* **GIVEN REQUEST**
Word for word, restate every line of the listing that follows.

* **DATASET ENTRIES**
************

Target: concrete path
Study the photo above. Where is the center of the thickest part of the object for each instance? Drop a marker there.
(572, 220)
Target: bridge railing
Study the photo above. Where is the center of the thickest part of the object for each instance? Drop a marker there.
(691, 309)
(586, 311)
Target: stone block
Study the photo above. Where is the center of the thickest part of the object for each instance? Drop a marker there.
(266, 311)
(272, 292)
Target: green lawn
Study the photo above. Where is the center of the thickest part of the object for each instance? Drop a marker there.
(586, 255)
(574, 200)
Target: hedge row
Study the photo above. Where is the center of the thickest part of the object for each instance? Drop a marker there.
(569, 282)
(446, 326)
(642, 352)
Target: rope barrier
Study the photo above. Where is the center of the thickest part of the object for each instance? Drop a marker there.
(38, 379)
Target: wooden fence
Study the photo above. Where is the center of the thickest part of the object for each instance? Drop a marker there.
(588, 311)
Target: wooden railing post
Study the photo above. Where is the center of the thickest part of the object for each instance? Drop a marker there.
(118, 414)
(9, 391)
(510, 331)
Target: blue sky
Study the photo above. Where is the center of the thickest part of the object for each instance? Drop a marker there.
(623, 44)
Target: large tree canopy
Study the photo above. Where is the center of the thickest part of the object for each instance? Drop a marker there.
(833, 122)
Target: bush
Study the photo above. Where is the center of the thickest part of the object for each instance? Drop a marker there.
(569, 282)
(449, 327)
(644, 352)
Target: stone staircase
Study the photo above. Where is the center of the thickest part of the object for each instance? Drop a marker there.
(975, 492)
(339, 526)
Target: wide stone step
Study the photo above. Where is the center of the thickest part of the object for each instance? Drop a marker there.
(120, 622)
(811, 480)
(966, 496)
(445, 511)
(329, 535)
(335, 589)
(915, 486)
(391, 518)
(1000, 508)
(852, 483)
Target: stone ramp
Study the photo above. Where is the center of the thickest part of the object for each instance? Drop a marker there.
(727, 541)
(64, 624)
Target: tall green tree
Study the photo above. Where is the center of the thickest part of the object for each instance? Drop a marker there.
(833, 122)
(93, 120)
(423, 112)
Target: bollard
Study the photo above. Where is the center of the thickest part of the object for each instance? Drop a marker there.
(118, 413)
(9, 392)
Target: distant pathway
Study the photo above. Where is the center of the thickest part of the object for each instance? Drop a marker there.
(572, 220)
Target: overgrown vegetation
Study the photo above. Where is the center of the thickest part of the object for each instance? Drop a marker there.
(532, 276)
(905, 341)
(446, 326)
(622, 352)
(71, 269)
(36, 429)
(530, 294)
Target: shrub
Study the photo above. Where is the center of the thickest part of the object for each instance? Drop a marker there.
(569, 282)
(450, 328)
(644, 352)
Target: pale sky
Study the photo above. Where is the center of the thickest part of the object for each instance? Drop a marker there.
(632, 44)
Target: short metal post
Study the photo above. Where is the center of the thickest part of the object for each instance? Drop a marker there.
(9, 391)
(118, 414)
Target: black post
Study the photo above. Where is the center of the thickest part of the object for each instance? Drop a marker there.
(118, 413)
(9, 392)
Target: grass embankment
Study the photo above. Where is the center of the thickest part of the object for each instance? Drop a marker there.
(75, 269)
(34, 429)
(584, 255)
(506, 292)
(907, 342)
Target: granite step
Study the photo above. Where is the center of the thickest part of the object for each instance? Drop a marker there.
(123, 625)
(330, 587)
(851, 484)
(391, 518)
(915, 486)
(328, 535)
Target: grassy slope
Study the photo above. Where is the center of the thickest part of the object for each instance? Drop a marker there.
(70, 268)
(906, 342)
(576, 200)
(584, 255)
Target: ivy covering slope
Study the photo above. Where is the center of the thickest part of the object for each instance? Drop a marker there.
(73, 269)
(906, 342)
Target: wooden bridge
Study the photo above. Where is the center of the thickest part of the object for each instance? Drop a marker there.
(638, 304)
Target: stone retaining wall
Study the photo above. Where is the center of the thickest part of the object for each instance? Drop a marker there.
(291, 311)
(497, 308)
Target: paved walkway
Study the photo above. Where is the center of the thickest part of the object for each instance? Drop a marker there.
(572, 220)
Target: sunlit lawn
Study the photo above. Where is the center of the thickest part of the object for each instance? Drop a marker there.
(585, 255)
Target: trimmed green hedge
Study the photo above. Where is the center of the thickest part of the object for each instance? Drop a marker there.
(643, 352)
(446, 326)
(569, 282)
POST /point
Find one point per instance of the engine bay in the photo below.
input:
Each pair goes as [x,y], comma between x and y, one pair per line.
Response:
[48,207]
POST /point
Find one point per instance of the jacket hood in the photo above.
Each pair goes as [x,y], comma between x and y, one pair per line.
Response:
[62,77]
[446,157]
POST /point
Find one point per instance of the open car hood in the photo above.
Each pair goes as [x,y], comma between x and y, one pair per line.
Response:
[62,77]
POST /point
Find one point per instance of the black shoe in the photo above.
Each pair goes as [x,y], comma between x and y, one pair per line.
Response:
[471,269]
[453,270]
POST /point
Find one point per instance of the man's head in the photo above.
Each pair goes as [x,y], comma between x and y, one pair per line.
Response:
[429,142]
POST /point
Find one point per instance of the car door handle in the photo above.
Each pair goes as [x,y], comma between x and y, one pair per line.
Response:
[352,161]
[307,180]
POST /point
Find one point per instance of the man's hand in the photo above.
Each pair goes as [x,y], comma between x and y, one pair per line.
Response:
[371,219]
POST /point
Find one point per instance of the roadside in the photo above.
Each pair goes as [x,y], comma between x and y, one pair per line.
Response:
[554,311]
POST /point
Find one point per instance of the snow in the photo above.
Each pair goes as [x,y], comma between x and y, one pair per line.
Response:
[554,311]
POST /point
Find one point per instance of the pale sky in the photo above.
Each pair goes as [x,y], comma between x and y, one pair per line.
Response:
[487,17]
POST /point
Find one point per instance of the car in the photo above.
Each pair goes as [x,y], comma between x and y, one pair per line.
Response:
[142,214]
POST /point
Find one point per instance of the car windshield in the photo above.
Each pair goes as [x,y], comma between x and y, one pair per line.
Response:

************

* **SOLUTION FOR THIS TASK**
Target: concrete path
Study the photo above. Where is the center of the thickest part of the object for each instance? Drop a marker there.
(572, 220)
Target: bridge railing
Study the photo above. Where is the center of the thickest part of the object for each instance? Drop a marker there.
(691, 309)
(586, 311)
Target: stone block
Study the photo above. Where is the center of the thickest part of the object for each instance? Drop a marker there.
(266, 311)
(272, 292)
Target: green lawn
Study the photo above. Where is the center of the thickest part of the object for each instance? Drop a marker there.
(586, 255)
(574, 200)
Target: hedge row
Study the photo above. Where is the center of the thickest part of the object for each instance? Drop a marker there.
(569, 282)
(446, 326)
(642, 352)
Target: rope barrier
Study the photo above. Where is the center of the thickest part of the object for each instance? Drop a marker there.
(38, 379)
Target: wooden fence
Study the photo above. Where is the center of the thickest part of the object for each instance? Drop a marker there.
(588, 311)
Target: wooden railing post
Study the photo above. Where is the center of the thickest part of the object for each instance? Drop a marker there.
(118, 414)
(9, 391)
(510, 331)
Target: blue sky
Study the photo above. Where is the center of the thickest part of the object for each instance? Drop a marker there.
(623, 44)
Target: large tree canopy
Study the photo above. Where is the center of the thickest part of the object for each instance? Drop a marker there.
(833, 122)
Target: bush
Study the photo above. Where is the center of the thickest part of the object for each instance? Drop a marker there.
(569, 282)
(449, 327)
(644, 352)
Target: stone staircase
Study the photo above. Where is the center of the thickest part of the object for each instance? Drop a marker there.
(975, 492)
(339, 526)
Target: wide stone step
Study the photo above. Where is the center of the thickest part of the object for each instance? Drop a marker there.
(120, 622)
(811, 480)
(966, 496)
(445, 511)
(329, 535)
(335, 589)
(915, 486)
(391, 518)
(1000, 508)
(852, 483)
Target: stone ramp
Study the photo above. Where is the center of the thickest part of the object for each instance? Drop a marker there.
(727, 541)
(64, 624)
Target: tall green tree
Study the photo above. Where is the center of the thickest part of the object for each instance? Drop a marker there.
(833, 122)
(93, 120)
(423, 112)
Target: bollard
Study the photo above. Where is the center of the thickest part of the object for each instance? Drop a marker there.
(118, 413)
(9, 392)
Target: distant pathway
Study the photo above. Where is the center of the thickest part of the object for each instance? Drop a marker there.
(572, 220)
Target: overgrown vegetation
Study the photo above. Where is the center of the thickest part of the object for each instance? Drop a marker there.
(532, 276)
(905, 341)
(446, 326)
(622, 352)
(71, 269)
(36, 429)
(530, 294)
Target: shrub
Study the photo above. Where is the center of the thickest part of the object for each instance? Drop a marker there.
(569, 282)
(450, 328)
(644, 352)
Target: pale sky
Study the photo above. Where is the center of the thickest part of the object for each instance? Drop a marker there.
(632, 44)
Target: short metal post
Study the photo above. Where is the center of the thickest part of the object for each instance? Drop a marker there.
(9, 391)
(118, 414)
Target: black post
Study the photo above. Where is the center of the thickest part of the object for each instance? Drop a marker there.
(118, 413)
(9, 392)
Target: grass embankment
Study the photo above. Where is the center of the thickest part of the object for each instance? Drop a marker there.
(75, 269)
(34, 429)
(584, 255)
(506, 292)
(907, 342)
Target: granite step
Study the photo above. Where is the center of the thickest part of the object for each instance? Drop a marker there.
(123, 625)
(330, 587)
(851, 484)
(391, 518)
(915, 486)
(328, 535)
Target: grassy slope
Study the photo above. Where is the center of the thickest part of the object for each instance? Drop a marker there.
(70, 268)
(906, 342)
(576, 200)
(584, 255)
Target: ivy covering slope
Study the photo above. Where is the center of the thickest part of the object for each instance? Drop a marker there.
(73, 269)
(906, 342)
Target: wooden bridge
Study the photo above. Where is the center of the thickest part of the object for each instance? Drop a marker there.
(638, 304)
Target: stone retaining wall
Study the photo above. Where is the center of the thickest part of the object for each instance? Drop a marker there.
(291, 311)
(497, 308)
Target: paved walkway
Study the photo above. Where is the center of the thickest part of the object for each instance? Drop a marker there.
(572, 220)
Target: sunlit lawn
Study the photo above. Where is the center of the thickest part of the object for each instance? Drop a marker there.
(585, 255)
Target: trimmed green hedge
Study the photo above. Where is the center of the thickest part of the object for each instance? Drop a marker there.
(643, 352)
(446, 326)
(569, 282)
POST /point
Find one point per instance of the engine bay in the photo below.
input:
Each pair goes as [x,y], comma between x and y, one pair per line.
Response:
[48,207]
POST /point
Find one point per instance of the jacket hood in the photo above.
Each pair goes as [x,y], comma between x and y, one pair per line.
Response:
[62,77]
[446,157]
POST /point
Find one point per instance of the open car hood in the photo above.
Each pair goes as [x,y], comma between x and y, one pair per line.
Response:
[62,77]
POST /point
Find one point per instance of the black shoe in the photo above.
Each pair goes as [x,y], comma between x and y, one pair per line.
Response:
[471,269]
[453,270]
POST /point
Find one point per instance of the man's head in the photo above.
Each pair goes as [x,y], comma between x and y, one pair per line.
Response:
[429,142]
POST /point
Find one point per instance of the car door handle in the photo above.
Each pair goes as [x,y], comma between x and y, one pair per line.
Response:
[352,161]
[307,180]
POST /point
Find one point per instance of the man's hand in the photo above.
Each pair goes as [x,y], comma between x and y, one pair per line.
Response:
[371,219]
POST /point
Find one point per instance of the roadside in the photo above.
Each pair goes as [x,y], comma between x and y, one pair per line.
Response:
[554,311]
POST /point
Find one point per instance of the snow in the photo above.
Each pair goes as [x,y], comma between x and y, one pair per line.
Response:
[554,311]
POST /point
Find one point per instance of the pale sky in the photo above.
Each pair goes as [x,y], comma between x and y, one pair per line.
Response:
[487,17]
POST /point
Find one point per instance of the car in the photo above.
Each pair goes as [x,y], comma between x and y, one pair per line.
Response:
[142,214]
POST /point
Find one point per instance of the car windshield in the photo above.
Each pair goes as [x,y], comma between x and y, one pair per line.
Response:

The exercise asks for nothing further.